A) ABSTRACT / HEADNOTE
Gulshan Kumar v. Institute of Banking Personnel Selection & Ors., Writ Petition (Civil) No. 1018 of 2022, arises from the petitioner’s claim that benefits available to Persons with Benchmark Disabilities (PwBD) were being denied to him as a Person with Disability (PwD) despite medical certification showing 25% permanent disability for Focal Hand Dystonia (writer’s cramp) and a NIMHANS recommendation for a scribe. The Supreme Court reviewed the statutory architecture of the Rights of Persons with Disabilities Act, 2016 particularly Sections 2(s), 2(r), 2(y), 16, 17 and prior precedents including Vikash Kumar v. UPSC and Avni Prakash v. NTA, to hold that reasonable accommodation is the central tenet and that denial of scribe/compensatory time to PwD candidates constitutes discrimination.
The Court found defects in the Office Memorandum dated 10.08.2022 issued by the nodal Ministry (which attempted to operationalise the Court’s directions) and directed the nodal agency to re-notify uniform guidelines extending all examination-related benefits available to PwBDs to all PwDs (except reservation), introduce grievance mechanisms, extend scribe-certificate validity, incentivise/training for scribes, permit multiple exam-modes, and sensitise authorities. The Court also held that private/autonomous exam agencies are amenable to obligations under Articles 19/21 in appropriate circumstances, following Kaushal Kishor, and required strict compliance with Vikash Kumar and Avni Prakash.
Keywords: reasonable accommodation; scribe; compensatory time; PwD v. PwBD; Office Memorandum 10.08.2022.
B) CASE DETAILS
| Item | Detail |
|---|---|
| i) Judgement Cause Title | Gulshan Kumar v. Institute of Banking Personnel Selection & Ors.. |
| ii) Case Number | Writ Petition (Civil) No. 1018 of 2022. |
| iii) Judgement Date | 03 February 2025. |
| iv) Court | Supreme Court of India (Bench of J. J.B. Pardiwala and J. R. Mahadevan). |
| v) Quorum | Two-Judge Bench. |
| vi) Author | Judgment authored by R. Mahadevan, J.. |
| vii) Citation | [2025] 2 S.C.R. 313 : 2025 INSC 142. |
| viii) Legal Provisions Involved | Constitution of India (Arts. 14, 19, 21, 32); Rights of Persons with Disabilities Act, 2016 (Sections 2(s), 2(r), 2(y), 16, 17, 20, 21, 32). |
| ix) Judgments overruled by the Case | None expressly overruled; earlier Rajbir/IBPS position reconsidered in light of Kaushal Kishor. |
| x) Related Law Subjects | Disability law; Constitutional law (equality and non-discrimination); Administrative law; Education law; Human rights. |
C) INTRODUCTION AND BACKGROUND OF JUDGEMENT
The petitioner, a graduate certified by NIMHANS and assessed with 25% permanent disability for Focal Hand Dystonia, sought examination accommodations (scribe, compensatory time) from multiple recruiting agencies and was repeatedly denied because those agencies limited such facilities to PwBDs (≥40% benchmark disability). The Supreme Court had earlier in Vikash Kumar v. UPSC clarified that reasonable accommodation flows from the RPwD Act and that benefits like a scribe cannot be restricted only to benchmark-disabled candidates.

--- TASKS AND EXERCISES ---
(1) List every related law subject that the case summary gives for Gulshan Kumar v. Institute of Banking Personnel Selection & Ors.
(2) According to the case summary, what percentage of permanent disability was the petitioner assessed with, and for what condition?
(3) Resume the case summary on Gulshan Kumar v. Institute of Banking Personnel Selection from the point where it stops.
The data that follow have no connection to the case summary.

--- EXTRACTED MATERIAL ---
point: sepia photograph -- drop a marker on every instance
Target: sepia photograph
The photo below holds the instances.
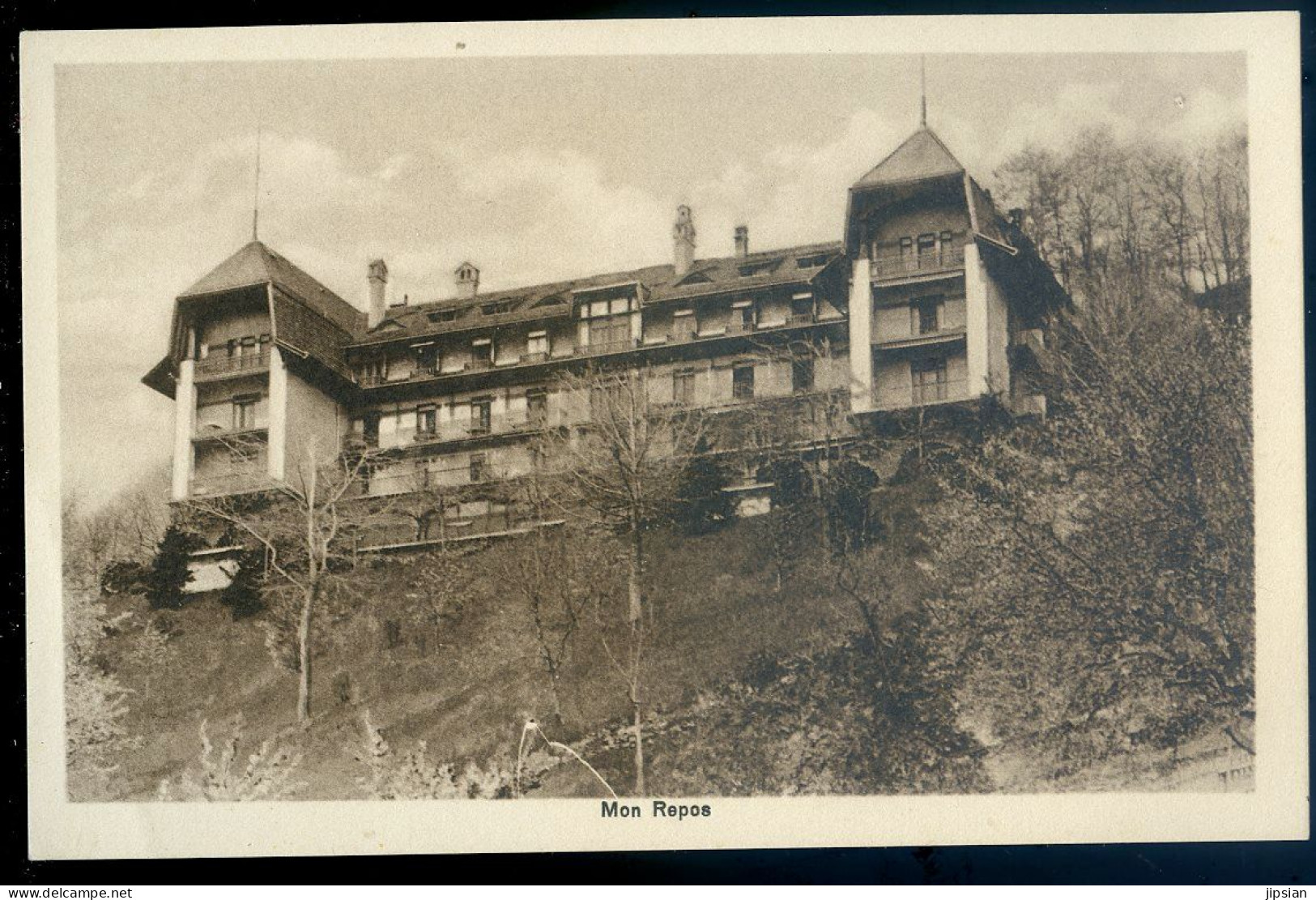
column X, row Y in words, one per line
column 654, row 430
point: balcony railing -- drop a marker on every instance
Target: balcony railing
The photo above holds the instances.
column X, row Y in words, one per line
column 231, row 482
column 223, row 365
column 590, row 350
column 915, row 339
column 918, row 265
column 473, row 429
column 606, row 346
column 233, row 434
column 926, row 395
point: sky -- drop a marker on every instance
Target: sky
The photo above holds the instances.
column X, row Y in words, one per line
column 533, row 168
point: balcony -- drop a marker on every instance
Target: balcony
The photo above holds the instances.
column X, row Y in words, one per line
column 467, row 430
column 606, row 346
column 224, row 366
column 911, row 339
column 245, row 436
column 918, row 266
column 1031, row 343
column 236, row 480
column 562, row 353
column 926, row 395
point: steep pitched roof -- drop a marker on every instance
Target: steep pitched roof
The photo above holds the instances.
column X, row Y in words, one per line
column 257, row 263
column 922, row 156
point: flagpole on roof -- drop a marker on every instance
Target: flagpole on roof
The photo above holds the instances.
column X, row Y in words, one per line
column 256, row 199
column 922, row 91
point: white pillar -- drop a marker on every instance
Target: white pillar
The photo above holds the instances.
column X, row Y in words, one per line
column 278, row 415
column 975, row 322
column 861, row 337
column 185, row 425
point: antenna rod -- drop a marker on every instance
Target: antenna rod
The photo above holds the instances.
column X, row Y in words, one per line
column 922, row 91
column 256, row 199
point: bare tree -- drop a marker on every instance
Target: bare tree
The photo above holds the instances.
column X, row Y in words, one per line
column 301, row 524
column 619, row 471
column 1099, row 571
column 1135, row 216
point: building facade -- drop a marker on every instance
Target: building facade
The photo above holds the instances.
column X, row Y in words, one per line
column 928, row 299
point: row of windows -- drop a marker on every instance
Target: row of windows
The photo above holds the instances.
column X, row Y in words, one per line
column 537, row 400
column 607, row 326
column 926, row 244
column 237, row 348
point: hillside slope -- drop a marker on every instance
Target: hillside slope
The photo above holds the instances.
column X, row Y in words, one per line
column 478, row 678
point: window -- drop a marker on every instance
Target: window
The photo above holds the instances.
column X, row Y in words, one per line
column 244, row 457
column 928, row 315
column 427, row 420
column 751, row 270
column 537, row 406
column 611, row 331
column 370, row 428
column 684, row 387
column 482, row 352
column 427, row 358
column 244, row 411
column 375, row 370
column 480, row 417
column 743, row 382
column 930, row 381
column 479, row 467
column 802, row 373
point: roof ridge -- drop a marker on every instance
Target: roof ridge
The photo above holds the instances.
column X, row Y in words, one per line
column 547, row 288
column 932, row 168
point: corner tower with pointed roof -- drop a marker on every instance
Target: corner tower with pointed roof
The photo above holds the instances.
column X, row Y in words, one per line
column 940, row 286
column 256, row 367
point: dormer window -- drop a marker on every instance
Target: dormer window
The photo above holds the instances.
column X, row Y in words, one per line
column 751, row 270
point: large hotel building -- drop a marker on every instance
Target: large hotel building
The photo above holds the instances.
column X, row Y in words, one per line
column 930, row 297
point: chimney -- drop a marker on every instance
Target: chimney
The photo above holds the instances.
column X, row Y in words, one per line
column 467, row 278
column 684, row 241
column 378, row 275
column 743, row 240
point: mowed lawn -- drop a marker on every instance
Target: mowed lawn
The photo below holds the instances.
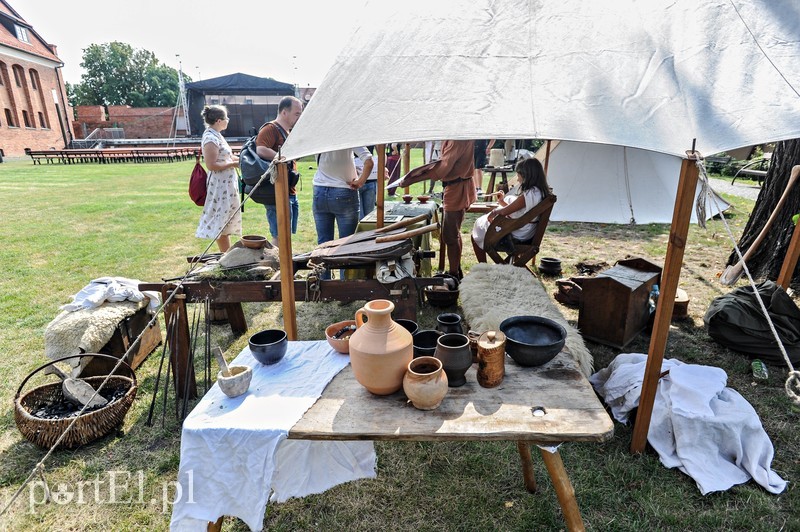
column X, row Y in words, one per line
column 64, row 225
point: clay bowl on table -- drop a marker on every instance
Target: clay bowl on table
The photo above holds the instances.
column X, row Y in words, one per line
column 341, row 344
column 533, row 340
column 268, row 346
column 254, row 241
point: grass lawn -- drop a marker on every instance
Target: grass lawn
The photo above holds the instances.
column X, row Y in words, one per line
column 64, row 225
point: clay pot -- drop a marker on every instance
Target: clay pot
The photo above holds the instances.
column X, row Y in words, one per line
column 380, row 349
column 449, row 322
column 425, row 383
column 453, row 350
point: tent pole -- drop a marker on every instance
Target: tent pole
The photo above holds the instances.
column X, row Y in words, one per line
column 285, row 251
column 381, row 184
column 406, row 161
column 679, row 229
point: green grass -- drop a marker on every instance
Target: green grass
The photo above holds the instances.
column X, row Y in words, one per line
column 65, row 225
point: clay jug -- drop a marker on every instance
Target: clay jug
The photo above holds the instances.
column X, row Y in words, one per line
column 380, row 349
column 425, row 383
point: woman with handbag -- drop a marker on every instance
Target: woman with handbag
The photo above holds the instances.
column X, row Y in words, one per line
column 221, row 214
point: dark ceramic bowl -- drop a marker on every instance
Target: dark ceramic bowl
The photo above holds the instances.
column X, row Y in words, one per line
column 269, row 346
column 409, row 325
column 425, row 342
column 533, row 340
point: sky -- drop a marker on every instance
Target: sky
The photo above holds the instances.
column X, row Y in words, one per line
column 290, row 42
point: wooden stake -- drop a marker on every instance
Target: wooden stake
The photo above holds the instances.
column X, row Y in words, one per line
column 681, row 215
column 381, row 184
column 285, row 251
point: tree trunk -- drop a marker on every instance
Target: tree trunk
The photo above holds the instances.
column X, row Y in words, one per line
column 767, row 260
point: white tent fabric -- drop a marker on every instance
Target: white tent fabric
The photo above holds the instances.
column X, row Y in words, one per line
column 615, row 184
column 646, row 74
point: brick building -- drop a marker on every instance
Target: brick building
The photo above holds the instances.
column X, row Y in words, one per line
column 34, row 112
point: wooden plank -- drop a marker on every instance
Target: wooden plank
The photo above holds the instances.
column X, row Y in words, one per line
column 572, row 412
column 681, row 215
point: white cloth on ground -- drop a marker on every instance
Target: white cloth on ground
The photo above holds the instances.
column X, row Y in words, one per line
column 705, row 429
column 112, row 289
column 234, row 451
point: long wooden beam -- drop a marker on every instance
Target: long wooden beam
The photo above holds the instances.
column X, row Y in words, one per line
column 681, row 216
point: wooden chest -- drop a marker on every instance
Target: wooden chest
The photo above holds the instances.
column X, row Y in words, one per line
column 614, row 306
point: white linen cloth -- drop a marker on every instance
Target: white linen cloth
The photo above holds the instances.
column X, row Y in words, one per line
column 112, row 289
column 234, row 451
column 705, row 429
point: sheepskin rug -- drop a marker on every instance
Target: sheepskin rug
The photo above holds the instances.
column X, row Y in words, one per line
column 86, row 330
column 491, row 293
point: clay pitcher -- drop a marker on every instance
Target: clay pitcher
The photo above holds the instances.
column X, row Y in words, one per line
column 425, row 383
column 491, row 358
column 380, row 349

--- RESULTS FOR THE EXERCISE ---
(1) Disability law; constitutional law (equality and non-discrimination); administrative law; education law; human rights.

(2) 25% permanent disability for Focal Hand Dystonia (writer's cramp).

(3)
Following those directions, the Ministry of Social Justice and Empowerment issued an Office Memorandum dated 10.08.2022 to operationalise scribe/compensatory-time access for persons with <40% disability, but the petitioner argued that the OM fell short both substantively (restricting benefits to “difficulty in writing” and excluding other facilities) and procedurally (no grievance mechanism, short validity for certificates, inadequate modes of examination).
The background thus frames a tension between judicial directives, executive guidelines, and ground-level implementation by autonomous/public examination agencies (IBPS, SBI, SSC, state commissions). The Court treated this matter as public interest in order to resolve systemic lacunae and issue directions for a uniform, rights-respecting scheme.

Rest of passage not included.